## Exercise instructions:
Restate all of the data below word for word.

[Region pointing data]
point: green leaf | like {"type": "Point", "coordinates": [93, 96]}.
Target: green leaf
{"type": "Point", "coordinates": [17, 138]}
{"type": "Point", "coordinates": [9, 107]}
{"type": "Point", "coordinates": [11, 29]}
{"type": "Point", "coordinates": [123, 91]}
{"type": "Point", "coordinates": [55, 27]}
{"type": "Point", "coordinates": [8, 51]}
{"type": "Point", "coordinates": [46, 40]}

## Task solution:
point: green leaf | like {"type": "Point", "coordinates": [93, 96]}.
Target: green leaf
{"type": "Point", "coordinates": [17, 138]}
{"type": "Point", "coordinates": [9, 107]}
{"type": "Point", "coordinates": [11, 29]}
{"type": "Point", "coordinates": [123, 91]}
{"type": "Point", "coordinates": [55, 27]}
{"type": "Point", "coordinates": [8, 51]}
{"type": "Point", "coordinates": [46, 40]}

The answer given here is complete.